> _Ausgangstext_
------------------------------------------------------------

Lago Maggiore
Von meinem Atelier über dem Lago Maggiore blicke ich entweder nach Norden, in die Richtung der Schweiz oder nach Süden, Richtung Mailand. Jede Tages- und Jahreszeit bietet ein anderes Bild. Der See ist die Bühne. Jeden Tag wird ein neues Drama aufgeführt.
Heimkehr
Heimkehr heißt, dorthin zurückzukommen, wo alles begonnen hat. Die Rückkehr zum Anfang bedeutet für mich, in jene Gegend zurückzukehren, die mich geprägt hat: Vor dem Haus meiner Kindheit lag ein See. Über den See hinweg konnte ich die Berge sehen, die den Horizont verstellten. In dieser Gegend hatte ich mich mit mir selbst vertraut gemacht.
Freiräume
In Bildern eröffne ich Räume. Ich kann die geschlossene Oberfläche der weißen Leinwand mit Pinsel und Farbe aufschließen und vor meinem Auge öffnet sich eine hohe und weite Räumlichkeit.
Nemi
Südlich von Rom, in Nemi, befindet sich eine heilige römische Stätte. Sie ist der Göttin Diana gewidmet. Der römische Kaiser Caligula ließ dort im ersten Jahrhundert nach Christus zwei riesige Schiffe bauen und im nahe gelegen See aussetzen. Sie wurden nach seinem Tod versenkt und erst von Mussolini 1944 aus dem See geborgen. Die Überreste der Schiffe wurden in zwei eigens dafür gebauten Hallen ausgestellt. Beim Ende des Zweiten Weltkrieges wurden die Schiffe Opfer eines Brandes.
Theoretische Bilder III
»Du malst ein Bild im Bild im Bild«, sagt die kleine Tochter zum Maler. »Im Bild, im Bild im Bild …«, fährt sie fort. »Hör auf«, sagt der Maler, »Du machst mich noch ganz verrückt«.
Ohne Titel
»Die Bilder müssen weg!« Manch ein Feuereifer ist schon über Bilder hinweggerast. Der Bildersturm wütete in unterschiedlichen Kulturen und zu unterschiedlichen Zeiten. Der Ikonoklasmus ist Folge der zunehmenden Intellektualisierung. (XII Ikonoklasmus, aus Thomas Huber: Der Rote Fries)
extase
Der Eros ist in meinen Bildern der verborgene Anlass, die versteckte Kraft, die meine Bildfindungen antreibt.
Abyss
Hoch ragen die Wände neben uns in die Höhe. Sie sind aus dem Felsen geschnitten, ins felsige Gestein gegraben. Dunkle Ablagerungen wachsen wie Adern durch die helleren Gesteinsschichten. Sie sehen aus wie die Bahnen von Flüssen, die in Urzeiten, hier, tief unter der Erde, ihre Spuren hinterlassen haben. (PDF zur Serie)

------------------------------------------------------------

[Auszüge aus Datensätzen mit Box-Beschriftungen]
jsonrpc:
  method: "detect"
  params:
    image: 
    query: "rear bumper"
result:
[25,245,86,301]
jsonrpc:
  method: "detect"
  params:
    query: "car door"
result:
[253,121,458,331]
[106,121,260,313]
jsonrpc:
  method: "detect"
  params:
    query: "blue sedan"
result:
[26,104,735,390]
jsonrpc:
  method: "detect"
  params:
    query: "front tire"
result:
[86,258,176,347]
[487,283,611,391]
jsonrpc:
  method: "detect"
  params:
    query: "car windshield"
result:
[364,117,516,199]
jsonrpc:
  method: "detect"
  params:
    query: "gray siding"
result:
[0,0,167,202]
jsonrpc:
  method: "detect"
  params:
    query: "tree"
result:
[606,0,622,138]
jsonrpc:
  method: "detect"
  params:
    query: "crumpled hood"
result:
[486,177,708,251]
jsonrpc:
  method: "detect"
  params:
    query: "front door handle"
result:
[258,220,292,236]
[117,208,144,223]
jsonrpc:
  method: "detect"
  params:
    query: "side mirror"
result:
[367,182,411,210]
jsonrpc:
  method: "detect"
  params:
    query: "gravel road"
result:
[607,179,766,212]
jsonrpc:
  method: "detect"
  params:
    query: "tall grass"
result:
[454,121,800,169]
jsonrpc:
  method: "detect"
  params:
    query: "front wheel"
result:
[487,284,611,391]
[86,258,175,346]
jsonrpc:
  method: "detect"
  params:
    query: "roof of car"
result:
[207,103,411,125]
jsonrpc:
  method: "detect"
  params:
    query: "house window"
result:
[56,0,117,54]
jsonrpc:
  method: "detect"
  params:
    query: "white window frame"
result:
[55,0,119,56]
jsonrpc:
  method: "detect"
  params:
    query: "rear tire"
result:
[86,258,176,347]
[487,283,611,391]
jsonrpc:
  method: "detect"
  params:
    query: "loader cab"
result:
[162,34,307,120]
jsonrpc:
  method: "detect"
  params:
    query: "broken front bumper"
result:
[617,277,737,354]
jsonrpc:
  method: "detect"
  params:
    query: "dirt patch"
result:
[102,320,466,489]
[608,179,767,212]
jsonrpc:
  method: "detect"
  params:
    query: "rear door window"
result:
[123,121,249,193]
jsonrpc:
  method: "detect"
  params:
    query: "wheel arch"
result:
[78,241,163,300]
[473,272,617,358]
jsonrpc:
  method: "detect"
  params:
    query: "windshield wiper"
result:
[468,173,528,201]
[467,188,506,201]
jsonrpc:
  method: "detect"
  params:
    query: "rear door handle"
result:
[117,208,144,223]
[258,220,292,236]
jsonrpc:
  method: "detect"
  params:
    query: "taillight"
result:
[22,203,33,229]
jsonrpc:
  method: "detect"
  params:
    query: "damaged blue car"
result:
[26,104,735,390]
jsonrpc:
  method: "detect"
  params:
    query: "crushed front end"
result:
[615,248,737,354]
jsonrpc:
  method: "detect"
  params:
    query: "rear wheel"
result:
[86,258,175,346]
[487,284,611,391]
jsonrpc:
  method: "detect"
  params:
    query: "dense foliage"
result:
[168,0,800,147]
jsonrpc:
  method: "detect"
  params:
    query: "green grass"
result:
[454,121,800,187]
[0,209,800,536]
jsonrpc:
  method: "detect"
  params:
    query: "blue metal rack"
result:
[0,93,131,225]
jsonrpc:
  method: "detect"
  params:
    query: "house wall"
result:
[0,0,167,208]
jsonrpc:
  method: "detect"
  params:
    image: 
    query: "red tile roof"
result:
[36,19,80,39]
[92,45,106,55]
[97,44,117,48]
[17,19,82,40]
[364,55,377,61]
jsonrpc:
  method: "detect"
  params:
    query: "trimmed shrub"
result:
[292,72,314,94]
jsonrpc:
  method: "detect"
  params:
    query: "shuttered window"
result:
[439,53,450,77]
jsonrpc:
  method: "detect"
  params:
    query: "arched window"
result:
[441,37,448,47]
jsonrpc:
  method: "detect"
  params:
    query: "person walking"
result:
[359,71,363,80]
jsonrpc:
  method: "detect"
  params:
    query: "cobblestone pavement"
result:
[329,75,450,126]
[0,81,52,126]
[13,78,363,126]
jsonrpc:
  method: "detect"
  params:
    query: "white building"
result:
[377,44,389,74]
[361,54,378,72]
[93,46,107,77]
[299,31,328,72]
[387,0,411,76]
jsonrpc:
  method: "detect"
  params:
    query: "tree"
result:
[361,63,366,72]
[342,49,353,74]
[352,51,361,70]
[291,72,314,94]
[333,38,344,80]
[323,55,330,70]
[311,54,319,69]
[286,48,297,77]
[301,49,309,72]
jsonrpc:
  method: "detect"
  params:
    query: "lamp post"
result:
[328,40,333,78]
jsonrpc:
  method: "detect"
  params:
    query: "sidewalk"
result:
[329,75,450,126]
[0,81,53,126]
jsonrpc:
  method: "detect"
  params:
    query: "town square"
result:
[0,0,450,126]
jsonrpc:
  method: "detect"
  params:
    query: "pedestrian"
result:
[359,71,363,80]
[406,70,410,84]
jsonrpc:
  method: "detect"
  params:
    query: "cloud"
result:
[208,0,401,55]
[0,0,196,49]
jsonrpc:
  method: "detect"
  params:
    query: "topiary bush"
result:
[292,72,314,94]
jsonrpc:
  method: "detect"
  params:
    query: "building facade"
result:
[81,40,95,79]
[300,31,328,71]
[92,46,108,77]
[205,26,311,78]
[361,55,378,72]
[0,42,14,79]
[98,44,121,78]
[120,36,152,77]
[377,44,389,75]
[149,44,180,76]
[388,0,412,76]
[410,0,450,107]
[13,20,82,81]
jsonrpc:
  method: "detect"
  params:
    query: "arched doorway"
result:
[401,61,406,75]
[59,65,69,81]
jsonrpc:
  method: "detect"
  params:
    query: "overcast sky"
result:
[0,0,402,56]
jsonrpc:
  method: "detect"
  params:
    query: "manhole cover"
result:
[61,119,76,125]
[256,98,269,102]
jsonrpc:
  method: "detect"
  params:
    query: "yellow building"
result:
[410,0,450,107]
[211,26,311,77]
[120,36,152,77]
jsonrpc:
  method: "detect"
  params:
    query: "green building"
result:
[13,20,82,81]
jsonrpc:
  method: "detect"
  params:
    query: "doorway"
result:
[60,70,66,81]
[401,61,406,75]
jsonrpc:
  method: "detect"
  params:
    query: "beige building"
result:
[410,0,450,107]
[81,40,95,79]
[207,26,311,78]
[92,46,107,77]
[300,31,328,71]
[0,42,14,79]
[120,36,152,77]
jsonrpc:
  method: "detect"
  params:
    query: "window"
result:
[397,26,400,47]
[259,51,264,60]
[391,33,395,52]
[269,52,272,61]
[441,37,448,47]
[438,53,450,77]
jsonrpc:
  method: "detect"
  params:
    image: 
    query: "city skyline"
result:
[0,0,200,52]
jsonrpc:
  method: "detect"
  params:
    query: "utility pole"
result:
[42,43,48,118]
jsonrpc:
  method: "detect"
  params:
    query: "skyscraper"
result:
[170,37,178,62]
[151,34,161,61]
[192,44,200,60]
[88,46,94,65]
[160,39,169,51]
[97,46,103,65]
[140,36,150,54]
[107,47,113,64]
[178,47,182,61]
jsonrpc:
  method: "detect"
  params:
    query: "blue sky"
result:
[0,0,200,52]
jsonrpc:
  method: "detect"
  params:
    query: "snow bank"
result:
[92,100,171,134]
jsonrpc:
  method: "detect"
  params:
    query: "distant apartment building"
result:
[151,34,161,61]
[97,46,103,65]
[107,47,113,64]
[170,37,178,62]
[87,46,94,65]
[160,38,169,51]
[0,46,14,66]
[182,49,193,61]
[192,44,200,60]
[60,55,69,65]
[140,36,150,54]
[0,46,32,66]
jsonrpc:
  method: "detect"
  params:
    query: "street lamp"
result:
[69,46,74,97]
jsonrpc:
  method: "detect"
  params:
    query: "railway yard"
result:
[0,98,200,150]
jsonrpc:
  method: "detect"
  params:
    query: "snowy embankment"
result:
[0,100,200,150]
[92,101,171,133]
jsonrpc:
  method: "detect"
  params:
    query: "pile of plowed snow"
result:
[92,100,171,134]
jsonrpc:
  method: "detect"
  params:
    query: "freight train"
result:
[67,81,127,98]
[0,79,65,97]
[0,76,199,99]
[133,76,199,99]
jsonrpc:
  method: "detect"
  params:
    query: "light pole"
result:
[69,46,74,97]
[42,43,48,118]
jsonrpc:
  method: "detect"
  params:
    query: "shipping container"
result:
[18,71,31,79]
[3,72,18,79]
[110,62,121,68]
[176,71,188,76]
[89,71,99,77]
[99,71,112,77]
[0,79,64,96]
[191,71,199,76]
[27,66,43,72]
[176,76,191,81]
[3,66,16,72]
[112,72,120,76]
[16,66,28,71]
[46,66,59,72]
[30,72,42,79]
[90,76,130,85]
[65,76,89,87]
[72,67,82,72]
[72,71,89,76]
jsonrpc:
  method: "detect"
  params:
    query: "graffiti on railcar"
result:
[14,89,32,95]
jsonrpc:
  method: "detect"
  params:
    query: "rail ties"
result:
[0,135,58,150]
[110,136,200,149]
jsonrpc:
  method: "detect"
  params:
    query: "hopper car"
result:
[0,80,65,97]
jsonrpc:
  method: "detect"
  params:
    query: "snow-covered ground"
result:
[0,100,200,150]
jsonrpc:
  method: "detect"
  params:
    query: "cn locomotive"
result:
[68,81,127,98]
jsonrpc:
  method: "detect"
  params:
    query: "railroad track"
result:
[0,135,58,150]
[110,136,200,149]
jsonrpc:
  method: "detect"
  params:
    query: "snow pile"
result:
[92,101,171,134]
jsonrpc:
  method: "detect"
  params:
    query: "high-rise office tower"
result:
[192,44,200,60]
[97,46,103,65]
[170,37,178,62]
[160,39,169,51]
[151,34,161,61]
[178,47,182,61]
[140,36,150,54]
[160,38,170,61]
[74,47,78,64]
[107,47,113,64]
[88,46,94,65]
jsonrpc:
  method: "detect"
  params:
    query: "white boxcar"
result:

------------------------------------------------------------

> _Ziel der Übung_
Schreibe bitte aus dem Ausgangstext die Stelle ab, die mit "Theoretische Bilder III" beginnt und bis einschließlich "meine Bildfindungen antreibt." reicht.

> _Ausgearbeitete Lösung_
Theoretische Bilder III
»Du malst ein Bild im Bild im Bild«, sagt die kleine Tochter zum Maler. »Im Bild, im Bild im Bild …«, fährt sie fort. »Hör auf«, sagt der Maler, »Du machst mich noch ganz verrückt«.
Ohne Titel
»Die Bilder müssen weg!« Manch ein Feuereifer ist schon über Bilder hinweggerast. Der Bildersturm wütete in unterschiedlichen Kulturen und zu unterschiedlichen Zeiten. Der Ikonoklasmus ist Folge der zunehmenden Intellektualisierung. (XII Ikonoklasmus, aus Thomas Huber: Der Rote Fries)
extase
Der Eros ist in meinen Bildern der verborgene Anlass, die versteckte Kraft, die meine Bildfindungen antreibt.